**Reading text:**
↓↓↓

Federal execution nears for Gulf War vet


By RICK CALLAHAN, Associated Press
Copyright © 2003 AP Online

TERRE HAUTE, Ind. (March 17, 2003 7:34 a.m. EST) - With another war with Iraq looming, the federal government is poised to execute a decorated Gulf War veteran who claims severe brain damage from his exposure to Iraqi nerve gas led him to kill.

Unless President Bush or the U.S. Supreme Court intervenes, Louis Jones Jr. will be executed by lethal injection Tuesday at the U.S. Penitentiary near Terre Haute, Ind.

Jones, 53, admitted kidnapping 19-year-old Pvt. Tracie Joy McBride from a Texas Air Force base, raping her and beating her to death with a tire iron.

But Jones has asked the president to commute his death sentence to life without parole, citing what he says is evidence he suffered severe, personality-altering brain damage from exposure to sarin nerve gas in March 1991, after the Gulf War ended.

↑↑↑

**Brief A:** Quote the news report on the Gulf War veteran's execution word for word, from "But Jones has" to "Gulf War ended.".
**Brief B:** Extend the news report on the Gulf War veteran's execution, picking up after its last sentence.

**Recorded data:**
↓↓↓

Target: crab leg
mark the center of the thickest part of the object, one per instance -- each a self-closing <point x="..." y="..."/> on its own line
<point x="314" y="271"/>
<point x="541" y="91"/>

↑↑↑

**Answer section A:**
But Jones has asked the president to commute his death sentence to life without parole, citing what he says is evidence he suffered severe, personality-altering brain damage from exposure to sarin nerve gas in March 1991, after the Gulf War ended.

**Answer section B:**
Jones' attorney, Timothy Floyd, said his client's exposure to the gas, decorated military career and lack of a prior criminal record make him different from the 23 other inmates on federal death row. He said severe brain damage from the nerve gas made him prone to violent outbursts.

"Compared with his whole life story up to that point, it's inexplicable that somebody like him could do something as horrible as he did," said Floyd, a law professor at Texas Tech University. "It's sort of a mystery, but the answer to it is what happened to him over there in Iraq."

In addition to seeking executive clemency for Jones, Floyd has asked the U.S. Supreme Court to halt his execution, claiming the federal death penalty is unconstitutional under a June 2002 court ruling.

Jones would be the third person - after Timothy McVeigh and drug kingpin Juan Garza - put to death by the federal government since 1963. He would also be the second Gulf War veteran, after McVeigh, who faced a federal execution.

Federal prosecutors oppose Jones' clemency request, pointing to evidence of his aggressive behavior before the Gulf War, including four incidents in which he beat up co-workers or fellow soldiers. He killed McBride on Feb. 18, 1995, two years after his honorable discharge from the Army.

McBride's father thinks the gas-exposure argument is ridiculous. Jones alone is to blame for his daughter's killing, he said.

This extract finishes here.